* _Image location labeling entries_
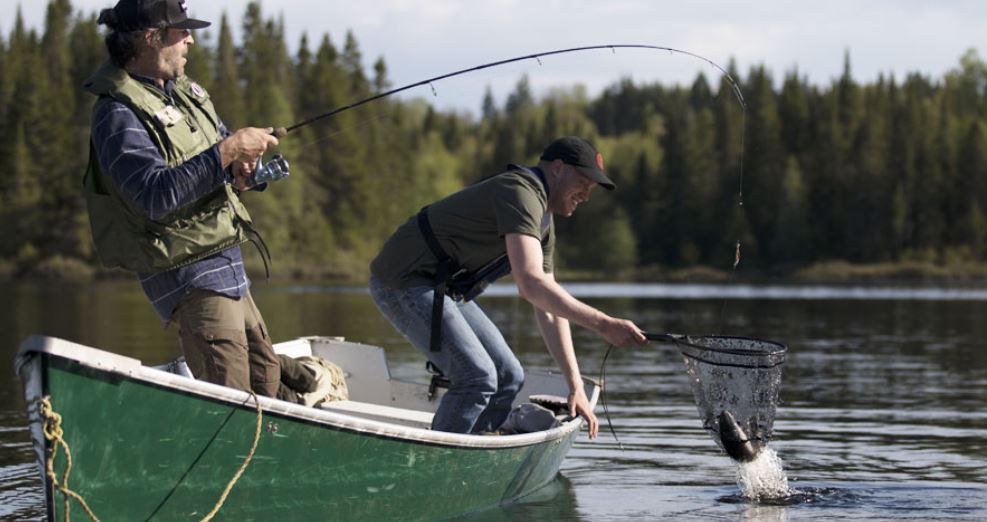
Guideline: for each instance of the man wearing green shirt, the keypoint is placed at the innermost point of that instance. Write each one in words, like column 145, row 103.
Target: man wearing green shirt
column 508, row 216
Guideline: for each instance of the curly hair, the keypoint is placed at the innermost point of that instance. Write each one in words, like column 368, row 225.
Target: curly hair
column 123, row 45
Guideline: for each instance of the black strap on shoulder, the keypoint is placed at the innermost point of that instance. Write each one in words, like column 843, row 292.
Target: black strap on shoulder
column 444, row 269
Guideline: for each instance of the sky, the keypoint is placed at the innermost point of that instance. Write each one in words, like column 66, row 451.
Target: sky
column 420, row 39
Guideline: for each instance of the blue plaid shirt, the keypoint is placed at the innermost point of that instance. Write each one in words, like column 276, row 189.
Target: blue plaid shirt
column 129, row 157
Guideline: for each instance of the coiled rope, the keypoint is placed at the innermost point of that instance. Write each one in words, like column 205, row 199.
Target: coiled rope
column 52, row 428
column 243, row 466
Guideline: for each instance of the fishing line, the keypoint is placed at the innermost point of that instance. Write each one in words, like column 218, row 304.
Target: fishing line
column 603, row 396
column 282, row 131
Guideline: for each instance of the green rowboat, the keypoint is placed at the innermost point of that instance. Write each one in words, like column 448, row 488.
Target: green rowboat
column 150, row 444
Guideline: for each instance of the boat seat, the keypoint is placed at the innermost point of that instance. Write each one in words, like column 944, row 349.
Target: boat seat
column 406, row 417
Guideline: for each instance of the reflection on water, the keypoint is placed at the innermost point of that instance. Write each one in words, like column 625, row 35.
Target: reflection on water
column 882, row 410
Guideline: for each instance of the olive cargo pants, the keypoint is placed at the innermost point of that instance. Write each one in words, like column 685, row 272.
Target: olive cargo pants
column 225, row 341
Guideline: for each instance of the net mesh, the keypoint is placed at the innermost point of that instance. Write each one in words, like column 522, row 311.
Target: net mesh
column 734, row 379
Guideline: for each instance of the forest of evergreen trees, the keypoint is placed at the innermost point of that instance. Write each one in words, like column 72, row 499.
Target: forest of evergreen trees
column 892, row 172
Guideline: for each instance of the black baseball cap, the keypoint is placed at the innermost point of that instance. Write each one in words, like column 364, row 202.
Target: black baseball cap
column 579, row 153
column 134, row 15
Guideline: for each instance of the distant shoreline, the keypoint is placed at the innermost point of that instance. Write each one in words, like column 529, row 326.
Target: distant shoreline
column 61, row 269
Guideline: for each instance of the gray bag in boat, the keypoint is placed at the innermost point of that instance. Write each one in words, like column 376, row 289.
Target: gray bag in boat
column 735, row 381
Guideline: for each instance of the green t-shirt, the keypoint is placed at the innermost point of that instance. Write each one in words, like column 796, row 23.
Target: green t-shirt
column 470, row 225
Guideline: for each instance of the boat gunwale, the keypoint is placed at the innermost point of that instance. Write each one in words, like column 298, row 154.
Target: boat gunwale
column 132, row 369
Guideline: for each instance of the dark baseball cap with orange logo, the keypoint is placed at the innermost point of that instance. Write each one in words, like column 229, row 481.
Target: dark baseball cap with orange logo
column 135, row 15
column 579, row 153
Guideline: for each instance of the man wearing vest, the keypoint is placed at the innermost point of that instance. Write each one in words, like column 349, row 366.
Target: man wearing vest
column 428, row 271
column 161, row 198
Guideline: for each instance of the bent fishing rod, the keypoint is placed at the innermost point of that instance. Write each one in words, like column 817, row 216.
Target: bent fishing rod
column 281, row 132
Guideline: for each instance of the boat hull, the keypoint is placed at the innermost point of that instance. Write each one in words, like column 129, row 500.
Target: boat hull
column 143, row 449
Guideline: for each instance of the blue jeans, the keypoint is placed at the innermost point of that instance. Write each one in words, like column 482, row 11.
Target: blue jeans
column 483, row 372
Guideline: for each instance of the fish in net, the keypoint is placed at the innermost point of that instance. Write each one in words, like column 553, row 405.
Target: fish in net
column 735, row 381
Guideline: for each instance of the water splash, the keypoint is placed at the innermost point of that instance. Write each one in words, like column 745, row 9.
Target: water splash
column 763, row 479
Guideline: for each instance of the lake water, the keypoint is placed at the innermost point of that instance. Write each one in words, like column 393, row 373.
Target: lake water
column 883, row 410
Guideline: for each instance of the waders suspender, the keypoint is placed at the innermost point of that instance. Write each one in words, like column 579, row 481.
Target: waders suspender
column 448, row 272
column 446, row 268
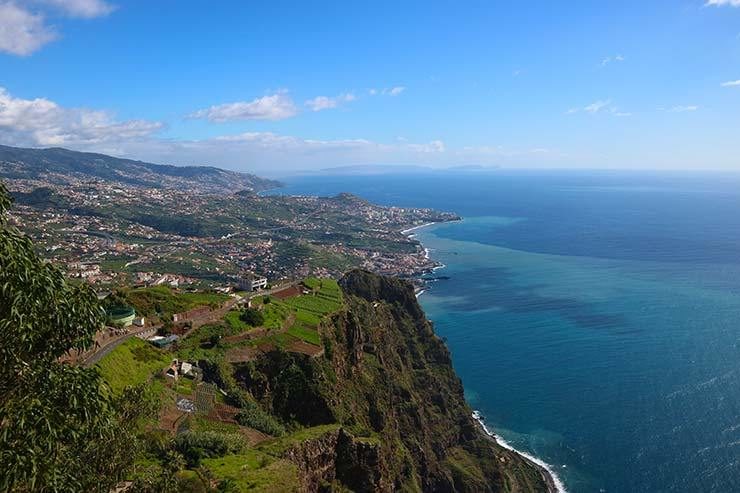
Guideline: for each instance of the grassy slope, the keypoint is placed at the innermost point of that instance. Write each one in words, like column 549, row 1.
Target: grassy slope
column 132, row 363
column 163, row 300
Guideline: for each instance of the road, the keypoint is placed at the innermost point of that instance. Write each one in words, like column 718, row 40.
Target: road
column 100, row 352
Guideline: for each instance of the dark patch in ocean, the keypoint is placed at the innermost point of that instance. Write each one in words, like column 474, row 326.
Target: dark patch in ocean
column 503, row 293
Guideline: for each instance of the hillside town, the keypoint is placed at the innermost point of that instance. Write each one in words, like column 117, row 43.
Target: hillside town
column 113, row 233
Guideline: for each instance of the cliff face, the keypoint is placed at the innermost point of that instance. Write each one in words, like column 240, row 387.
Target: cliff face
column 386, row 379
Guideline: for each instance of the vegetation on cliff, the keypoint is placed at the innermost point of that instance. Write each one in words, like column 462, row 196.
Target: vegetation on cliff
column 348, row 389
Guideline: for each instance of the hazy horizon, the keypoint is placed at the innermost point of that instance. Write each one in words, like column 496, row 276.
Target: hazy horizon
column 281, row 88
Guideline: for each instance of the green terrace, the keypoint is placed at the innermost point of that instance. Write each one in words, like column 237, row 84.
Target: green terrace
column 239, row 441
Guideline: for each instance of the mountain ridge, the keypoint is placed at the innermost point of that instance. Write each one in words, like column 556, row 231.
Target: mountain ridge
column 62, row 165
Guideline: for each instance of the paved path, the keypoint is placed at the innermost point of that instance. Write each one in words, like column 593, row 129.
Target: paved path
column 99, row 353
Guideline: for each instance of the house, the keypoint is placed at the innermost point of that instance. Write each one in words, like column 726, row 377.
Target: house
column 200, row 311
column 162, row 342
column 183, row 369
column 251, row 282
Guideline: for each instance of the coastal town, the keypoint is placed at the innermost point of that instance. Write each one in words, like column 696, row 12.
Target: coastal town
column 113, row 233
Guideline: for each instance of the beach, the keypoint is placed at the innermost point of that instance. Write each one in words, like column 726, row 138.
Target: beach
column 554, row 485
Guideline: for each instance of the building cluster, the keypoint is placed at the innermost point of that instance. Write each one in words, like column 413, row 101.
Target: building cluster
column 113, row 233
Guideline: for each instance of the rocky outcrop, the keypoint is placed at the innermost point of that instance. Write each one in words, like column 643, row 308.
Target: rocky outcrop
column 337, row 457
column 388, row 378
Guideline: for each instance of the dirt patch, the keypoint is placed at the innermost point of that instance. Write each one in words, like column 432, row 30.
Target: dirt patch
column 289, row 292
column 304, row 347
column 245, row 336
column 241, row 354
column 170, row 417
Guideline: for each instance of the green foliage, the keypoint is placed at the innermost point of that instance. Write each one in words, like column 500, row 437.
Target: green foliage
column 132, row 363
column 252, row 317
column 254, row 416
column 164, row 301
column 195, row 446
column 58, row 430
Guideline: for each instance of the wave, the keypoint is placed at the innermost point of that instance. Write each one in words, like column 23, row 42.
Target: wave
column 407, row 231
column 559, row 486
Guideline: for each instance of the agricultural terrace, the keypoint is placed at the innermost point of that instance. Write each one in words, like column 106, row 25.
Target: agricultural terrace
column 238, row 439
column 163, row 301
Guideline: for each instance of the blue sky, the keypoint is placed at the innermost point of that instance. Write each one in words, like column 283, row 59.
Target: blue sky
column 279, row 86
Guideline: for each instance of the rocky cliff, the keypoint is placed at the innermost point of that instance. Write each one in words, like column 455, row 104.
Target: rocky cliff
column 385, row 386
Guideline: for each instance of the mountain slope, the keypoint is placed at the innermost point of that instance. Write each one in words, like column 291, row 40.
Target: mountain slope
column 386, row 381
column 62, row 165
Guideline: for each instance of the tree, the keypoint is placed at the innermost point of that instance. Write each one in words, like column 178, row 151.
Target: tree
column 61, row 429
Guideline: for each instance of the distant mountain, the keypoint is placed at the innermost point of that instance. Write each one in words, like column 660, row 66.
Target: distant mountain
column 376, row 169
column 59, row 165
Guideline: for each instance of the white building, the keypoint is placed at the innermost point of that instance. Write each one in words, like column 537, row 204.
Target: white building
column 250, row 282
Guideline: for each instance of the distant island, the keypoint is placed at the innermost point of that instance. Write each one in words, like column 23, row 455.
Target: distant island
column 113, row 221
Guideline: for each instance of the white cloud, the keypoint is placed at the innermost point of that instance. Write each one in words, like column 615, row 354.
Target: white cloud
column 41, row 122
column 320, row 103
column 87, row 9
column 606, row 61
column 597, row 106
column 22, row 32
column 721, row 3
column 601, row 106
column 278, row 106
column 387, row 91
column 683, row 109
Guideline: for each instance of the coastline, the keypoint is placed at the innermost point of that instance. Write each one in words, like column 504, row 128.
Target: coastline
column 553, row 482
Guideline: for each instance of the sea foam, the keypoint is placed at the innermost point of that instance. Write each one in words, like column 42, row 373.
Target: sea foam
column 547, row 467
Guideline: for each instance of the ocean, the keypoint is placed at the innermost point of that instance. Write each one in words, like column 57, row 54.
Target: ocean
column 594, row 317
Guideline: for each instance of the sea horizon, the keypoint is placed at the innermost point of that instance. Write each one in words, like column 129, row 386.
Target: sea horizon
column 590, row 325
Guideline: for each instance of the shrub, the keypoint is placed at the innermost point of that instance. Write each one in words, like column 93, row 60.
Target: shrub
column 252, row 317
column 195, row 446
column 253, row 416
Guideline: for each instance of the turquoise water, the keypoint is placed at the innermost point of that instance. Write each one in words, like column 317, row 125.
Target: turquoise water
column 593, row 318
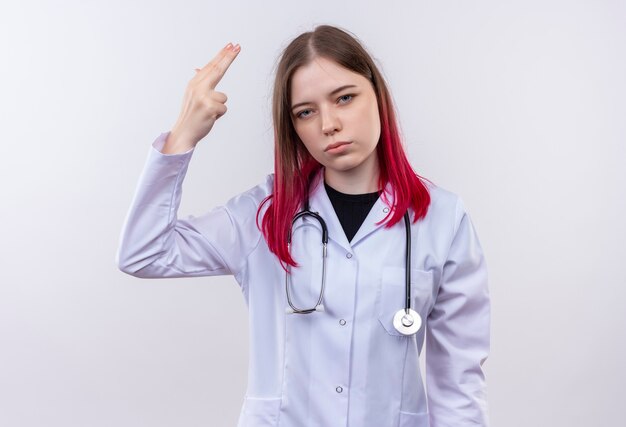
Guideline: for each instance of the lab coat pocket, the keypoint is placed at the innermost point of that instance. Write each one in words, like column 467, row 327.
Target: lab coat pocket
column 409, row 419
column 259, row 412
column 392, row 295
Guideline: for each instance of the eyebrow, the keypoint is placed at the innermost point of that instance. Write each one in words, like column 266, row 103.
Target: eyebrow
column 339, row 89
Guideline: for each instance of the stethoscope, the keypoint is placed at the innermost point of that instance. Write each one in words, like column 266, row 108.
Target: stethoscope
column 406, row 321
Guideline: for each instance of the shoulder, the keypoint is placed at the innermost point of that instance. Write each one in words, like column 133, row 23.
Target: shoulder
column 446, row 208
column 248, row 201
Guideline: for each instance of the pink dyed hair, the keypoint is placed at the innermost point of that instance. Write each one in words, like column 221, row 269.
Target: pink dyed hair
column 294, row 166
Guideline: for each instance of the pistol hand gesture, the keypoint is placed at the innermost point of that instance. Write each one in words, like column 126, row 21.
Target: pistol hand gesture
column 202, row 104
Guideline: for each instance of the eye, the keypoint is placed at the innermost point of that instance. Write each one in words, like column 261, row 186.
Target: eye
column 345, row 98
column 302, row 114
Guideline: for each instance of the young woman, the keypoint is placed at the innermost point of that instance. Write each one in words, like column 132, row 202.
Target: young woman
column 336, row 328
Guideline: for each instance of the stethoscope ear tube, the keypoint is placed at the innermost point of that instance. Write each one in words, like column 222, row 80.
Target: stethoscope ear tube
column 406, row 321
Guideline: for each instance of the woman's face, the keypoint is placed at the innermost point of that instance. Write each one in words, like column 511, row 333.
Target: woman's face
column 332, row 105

* _Objective_
Copy out, word for word, the lines of the listing starting with the one that contains "Guideline: for each instance of the wave, the" and going on through the one that contains "column 59, row 165", both of those lines included.

* _Written answer_
Guideline: for each instance of the wave, the keypoint is placed at the innermost point of that instance. Write each one in words, like column 23, row 42.
Target: wave
column 407, row 231
column 559, row 486
Guideline: for each instance of the agricultural terrace, the keypoint is placed at the innermost point of that instance. Write each one in words, like column 106, row 25.
Target: agricultural terrace
column 238, row 439
column 163, row 301
Guideline: for each instance of the blue sky, the keypoint is placed at the innermost point of that instance. Write each one in words, like column 283, row 59.
Target: blue sky
column 279, row 86
Guideline: for each instance of the rocky cliff, the keypoint is placed at the innermost point of that instance. Write each one in words, like column 455, row 104.
Target: rocky cliff
column 385, row 386
Guideline: for each instance of the mountain slope, the keypoint is placed at the innermost point of that instance. Write each one in words, like column 291, row 40.
Target: mountain slope
column 386, row 381
column 62, row 165
Guideline: for each instance of the tree, the keypoint is placed at the innermost point of that instance. Write each one in words, like column 178, row 151.
Target: tree
column 61, row 429
Guideline: for each instance of the distant mountain, the keypoint is placed at the innermost point of that instance. Write each one in words, like column 660, row 66.
Target: distant mountain
column 376, row 169
column 59, row 165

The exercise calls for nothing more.